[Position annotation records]
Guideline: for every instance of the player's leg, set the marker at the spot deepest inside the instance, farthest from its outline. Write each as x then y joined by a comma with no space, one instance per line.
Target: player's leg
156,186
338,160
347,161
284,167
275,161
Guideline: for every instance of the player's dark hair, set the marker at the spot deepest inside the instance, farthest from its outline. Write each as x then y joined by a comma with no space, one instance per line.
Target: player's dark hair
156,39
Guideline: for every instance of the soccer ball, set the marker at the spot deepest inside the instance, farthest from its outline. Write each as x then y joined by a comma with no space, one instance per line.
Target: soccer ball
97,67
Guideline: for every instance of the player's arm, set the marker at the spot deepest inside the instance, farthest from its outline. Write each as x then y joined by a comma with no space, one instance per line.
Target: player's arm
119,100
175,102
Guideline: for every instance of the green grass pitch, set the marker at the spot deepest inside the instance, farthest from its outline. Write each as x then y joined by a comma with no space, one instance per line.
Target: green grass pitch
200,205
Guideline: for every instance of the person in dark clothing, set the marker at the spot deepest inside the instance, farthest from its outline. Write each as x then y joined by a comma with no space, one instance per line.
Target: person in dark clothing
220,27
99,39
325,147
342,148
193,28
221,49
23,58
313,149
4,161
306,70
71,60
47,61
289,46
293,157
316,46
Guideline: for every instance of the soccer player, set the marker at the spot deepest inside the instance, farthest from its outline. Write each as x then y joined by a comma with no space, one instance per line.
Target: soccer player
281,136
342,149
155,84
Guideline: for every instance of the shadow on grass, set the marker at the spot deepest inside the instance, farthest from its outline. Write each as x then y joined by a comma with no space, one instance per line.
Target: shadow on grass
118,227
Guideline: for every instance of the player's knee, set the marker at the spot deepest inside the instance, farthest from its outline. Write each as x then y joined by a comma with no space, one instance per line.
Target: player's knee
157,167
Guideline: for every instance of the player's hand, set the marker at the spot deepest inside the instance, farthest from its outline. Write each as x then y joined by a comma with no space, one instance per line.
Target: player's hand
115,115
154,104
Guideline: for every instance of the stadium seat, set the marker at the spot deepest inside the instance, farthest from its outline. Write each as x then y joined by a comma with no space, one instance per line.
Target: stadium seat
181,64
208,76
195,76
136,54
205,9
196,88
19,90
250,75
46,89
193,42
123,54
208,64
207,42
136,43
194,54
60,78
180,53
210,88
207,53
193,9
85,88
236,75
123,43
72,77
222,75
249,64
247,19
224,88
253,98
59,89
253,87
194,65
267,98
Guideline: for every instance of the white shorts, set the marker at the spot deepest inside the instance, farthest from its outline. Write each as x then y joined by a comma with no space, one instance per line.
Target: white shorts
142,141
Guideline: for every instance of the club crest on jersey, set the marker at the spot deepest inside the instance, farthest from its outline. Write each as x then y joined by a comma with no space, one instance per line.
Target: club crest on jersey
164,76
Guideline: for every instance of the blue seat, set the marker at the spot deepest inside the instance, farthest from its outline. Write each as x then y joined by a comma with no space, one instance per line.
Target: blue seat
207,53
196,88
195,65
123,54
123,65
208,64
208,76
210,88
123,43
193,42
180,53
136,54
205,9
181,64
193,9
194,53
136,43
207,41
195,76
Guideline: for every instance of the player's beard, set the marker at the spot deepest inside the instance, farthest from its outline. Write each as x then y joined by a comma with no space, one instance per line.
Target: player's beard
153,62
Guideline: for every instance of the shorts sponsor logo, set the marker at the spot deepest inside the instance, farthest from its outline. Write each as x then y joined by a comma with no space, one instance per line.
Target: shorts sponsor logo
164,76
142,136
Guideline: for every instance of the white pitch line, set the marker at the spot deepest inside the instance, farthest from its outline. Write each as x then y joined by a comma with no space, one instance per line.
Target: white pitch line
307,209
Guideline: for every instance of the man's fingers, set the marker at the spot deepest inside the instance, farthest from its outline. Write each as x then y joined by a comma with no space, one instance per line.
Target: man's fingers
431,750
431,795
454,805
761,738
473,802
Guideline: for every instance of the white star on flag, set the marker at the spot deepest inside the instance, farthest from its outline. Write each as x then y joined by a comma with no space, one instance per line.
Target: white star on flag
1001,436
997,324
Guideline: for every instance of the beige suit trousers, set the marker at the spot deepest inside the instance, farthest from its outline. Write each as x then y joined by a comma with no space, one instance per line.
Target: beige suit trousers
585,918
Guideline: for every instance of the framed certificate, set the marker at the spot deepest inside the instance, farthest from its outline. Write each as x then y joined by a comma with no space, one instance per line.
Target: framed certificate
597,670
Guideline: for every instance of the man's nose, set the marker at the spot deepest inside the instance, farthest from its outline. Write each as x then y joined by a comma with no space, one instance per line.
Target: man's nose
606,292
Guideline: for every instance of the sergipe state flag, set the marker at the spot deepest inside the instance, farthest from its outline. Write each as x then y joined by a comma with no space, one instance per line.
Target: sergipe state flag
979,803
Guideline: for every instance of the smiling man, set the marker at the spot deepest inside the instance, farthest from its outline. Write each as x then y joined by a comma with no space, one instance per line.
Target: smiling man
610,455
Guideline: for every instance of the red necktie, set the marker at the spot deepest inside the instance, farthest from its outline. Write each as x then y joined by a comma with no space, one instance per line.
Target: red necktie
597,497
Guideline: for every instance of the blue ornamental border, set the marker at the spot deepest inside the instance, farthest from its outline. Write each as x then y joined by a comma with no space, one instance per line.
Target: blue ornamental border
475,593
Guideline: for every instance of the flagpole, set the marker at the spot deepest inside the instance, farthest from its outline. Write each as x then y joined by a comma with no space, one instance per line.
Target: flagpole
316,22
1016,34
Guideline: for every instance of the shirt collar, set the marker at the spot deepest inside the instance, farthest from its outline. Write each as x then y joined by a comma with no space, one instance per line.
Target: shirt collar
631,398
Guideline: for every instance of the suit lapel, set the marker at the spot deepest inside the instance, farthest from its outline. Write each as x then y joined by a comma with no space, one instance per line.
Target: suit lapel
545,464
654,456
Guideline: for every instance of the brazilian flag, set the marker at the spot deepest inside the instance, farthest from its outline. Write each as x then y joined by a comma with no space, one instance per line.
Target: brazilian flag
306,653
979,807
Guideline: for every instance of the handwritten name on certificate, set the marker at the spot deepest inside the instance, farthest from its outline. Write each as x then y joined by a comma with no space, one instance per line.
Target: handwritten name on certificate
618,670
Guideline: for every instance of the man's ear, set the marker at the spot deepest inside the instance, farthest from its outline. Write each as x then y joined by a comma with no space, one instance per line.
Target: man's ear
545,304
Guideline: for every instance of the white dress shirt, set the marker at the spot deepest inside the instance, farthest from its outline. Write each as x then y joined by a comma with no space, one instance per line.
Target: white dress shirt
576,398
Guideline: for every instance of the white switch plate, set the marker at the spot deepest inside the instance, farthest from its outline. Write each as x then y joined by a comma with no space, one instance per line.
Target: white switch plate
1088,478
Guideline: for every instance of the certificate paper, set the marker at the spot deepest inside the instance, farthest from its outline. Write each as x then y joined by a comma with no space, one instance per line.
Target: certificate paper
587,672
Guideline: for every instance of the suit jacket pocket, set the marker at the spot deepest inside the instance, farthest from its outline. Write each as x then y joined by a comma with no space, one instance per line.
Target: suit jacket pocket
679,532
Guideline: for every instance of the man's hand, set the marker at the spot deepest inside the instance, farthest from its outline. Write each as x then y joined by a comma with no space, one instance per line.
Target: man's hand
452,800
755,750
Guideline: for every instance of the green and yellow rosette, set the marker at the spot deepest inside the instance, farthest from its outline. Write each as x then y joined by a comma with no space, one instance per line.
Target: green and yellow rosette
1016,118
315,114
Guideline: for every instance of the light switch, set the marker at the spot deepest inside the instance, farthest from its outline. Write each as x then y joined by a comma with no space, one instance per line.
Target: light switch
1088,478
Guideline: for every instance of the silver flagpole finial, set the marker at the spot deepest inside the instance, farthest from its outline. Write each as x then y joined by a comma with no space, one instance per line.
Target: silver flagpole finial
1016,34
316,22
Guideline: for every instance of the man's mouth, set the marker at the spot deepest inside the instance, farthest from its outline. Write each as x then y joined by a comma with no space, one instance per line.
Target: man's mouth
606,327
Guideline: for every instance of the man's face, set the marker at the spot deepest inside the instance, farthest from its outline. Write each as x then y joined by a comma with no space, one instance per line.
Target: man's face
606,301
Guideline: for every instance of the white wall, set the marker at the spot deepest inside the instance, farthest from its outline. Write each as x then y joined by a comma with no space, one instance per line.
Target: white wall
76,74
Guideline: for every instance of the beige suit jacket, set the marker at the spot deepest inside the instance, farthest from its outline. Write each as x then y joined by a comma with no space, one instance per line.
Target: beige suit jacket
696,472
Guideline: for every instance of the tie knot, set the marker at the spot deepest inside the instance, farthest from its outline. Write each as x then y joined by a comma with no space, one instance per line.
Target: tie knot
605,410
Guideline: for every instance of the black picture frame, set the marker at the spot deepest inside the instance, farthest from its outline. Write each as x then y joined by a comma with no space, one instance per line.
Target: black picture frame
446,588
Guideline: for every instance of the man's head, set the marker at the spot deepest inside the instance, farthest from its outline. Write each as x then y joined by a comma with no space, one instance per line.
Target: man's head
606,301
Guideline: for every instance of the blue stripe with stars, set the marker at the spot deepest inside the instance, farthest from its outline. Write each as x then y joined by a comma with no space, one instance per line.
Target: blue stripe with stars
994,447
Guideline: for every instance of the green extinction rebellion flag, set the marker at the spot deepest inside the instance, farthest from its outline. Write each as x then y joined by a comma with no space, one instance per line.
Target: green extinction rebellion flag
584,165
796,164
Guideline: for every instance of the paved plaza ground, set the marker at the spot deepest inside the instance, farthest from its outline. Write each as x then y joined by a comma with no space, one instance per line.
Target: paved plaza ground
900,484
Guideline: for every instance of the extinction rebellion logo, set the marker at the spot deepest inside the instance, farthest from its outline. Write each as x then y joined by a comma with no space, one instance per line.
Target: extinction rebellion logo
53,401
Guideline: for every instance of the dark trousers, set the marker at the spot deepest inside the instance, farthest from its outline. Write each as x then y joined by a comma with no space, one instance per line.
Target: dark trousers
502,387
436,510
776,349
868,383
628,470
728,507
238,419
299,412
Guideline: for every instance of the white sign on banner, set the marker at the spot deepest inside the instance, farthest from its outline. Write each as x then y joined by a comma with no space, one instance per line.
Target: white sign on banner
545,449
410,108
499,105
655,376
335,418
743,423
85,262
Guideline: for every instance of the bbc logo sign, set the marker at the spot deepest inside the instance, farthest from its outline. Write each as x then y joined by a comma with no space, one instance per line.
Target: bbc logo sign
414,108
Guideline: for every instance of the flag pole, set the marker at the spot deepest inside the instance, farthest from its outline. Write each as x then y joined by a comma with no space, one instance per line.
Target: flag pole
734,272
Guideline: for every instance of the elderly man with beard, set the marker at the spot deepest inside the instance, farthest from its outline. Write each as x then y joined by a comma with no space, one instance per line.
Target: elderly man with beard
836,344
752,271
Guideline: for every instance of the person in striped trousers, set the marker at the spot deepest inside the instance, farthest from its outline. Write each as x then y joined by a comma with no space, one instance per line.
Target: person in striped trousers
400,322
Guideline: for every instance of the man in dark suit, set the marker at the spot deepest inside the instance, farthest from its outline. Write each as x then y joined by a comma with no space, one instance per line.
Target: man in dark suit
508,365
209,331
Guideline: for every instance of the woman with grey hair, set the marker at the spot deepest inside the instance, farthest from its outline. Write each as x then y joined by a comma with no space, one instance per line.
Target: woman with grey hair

▶ **PROMPT**
Change "grey" to "silver" in the lines running from the one containing "Guideline: for every instance of the woman" through the last line, and write those lines out again with nothing else altered.

▶ **CORRECT OUTPUT**
Guideline: for every instance of the woman with silver hair, set the marker at the spot deepest inside the instance, farthest from its outline. Write each as x then y joined by a comma with no space, one instance per line.
Target: woman with silver hair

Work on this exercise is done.